LISTED ENTRIES start
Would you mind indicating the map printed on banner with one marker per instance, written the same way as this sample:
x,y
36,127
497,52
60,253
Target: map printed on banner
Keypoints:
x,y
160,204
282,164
LISTED ENTRIES end
* OBJECTIVE *
Reproduce the listing, swapping each occurrence of "banner" for "poster" and keeping everything else the same.

* FINAL RESULT *
Would you mind indicating the map printed on poster with one marker per instance, written the same way as this sample:
x,y
36,127
497,52
60,253
Target: map printed on poster
Keypoints:
x,y
160,204
282,164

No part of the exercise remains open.